**** Texto de lectura

En nuestro querido y viejo continente cada vez son más los que le llaman progreso a dejar a un ser humano morir de hambre y sed durante diez días. Me estoy refiriendo a Vincent Lambert, que falleció el pasado 11 de julio en el hospital de Reims (Francia). La larga duración de su agonía demuestra que no se encontraba débil. Creo que pocas personas en plenas facultades aguantarían diez días en esas condiciones.
Bastantes medios de comunicación han manipulado el asunto. Les llamaban ultras a los padres que luchaban por la vida de su hijo. Hablaban de un individuo en estado vegetativo, cuando el término que determinaron los médicos es de conciencia mínima. Esto se constata en los vídeos, donde se le ve perfectamente abrir y cerrar los ojos, y emocionarse tras decirle que le van a “desconectar”, palabra eufemística que significa hacerle morir de hambre y sed. “Para eso que le pongan una inyección letal”, me dijo una amiga cuando se lo conté. Pero es mucho mejor hacerlo de esta manera. Lo sedan y adelante. Miramos para otro lado y nuestra conciencia se queda tranquila.
Un bebé de dos días es ciego, no sabe andar, se hace las necesidades, es un completo minusválido. Pero a nadie se le ocurre dejarle sin comida ni bebida durante diez días hasta que muera. ¿Por qué en cambio con el caso de Vincent Lambert, y de otros, hay tanta gente que le parece bien? ¿Qué diferencia hay? Al menos Vincent Lambert sí podía ver.
La clave está en la utilidad. El bebé de dos días puede que aporte mucho a nuestro entorno, mientras que Vincent Lambert no parecía tener mucho futuro por delante y ocupaba una cama en un hospital.
El error que está cometiendo nuestra sociedad es precisamente ese, valorar todo en términos de utilidad y también de cómo se siente uno. Antes que todo eso está el ser. Un billete de 50 euros vale lo que vale independientemente de que esté sucio, pisoteado o arrugado. Nadie se lo cuestiona cuando se encuentra uno tirado en el suelo. Se va derecho a nuestro bolsillo. De la misma manera, un ser humano vale lo mismo independientemente de que sea un bebé, un anciano o esté enfermo, con el importante matiz de que el billete cuesta 50 euros y la persona tiene un precio incalculable.

********
**** Datos proporcionados

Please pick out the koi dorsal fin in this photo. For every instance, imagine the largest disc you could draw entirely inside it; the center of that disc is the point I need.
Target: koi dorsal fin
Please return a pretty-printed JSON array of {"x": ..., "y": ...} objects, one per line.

********

▶ [Tarea asignada]: Indique si cada una de estas afirmaciones concuerda con el texto sobre Vincent Lambert: (a) Vincent Lambert murió en un hospital de Reims; (b) según los médicos, Vincent Lambert se encontraba en estado vegetativo; (c) un billete de 50 euros pierde valor si está arrugado. Responda sí o no a cada una y cite literalmente las palabras del texto que lo deciden. Los datos no se utilizan en este ejercicio.

▶ [Resultado obtenido]:
(a) Sí: "falleció el pasado 11 de julio en el hospital de Reims (Francia)".
(b) No: "el término que determinaron los médicos es de conciencia mínima".
(c) No: "Un billete de 50 euros vale lo que vale independientemente de que esté sucio, pisoteado o arrugado".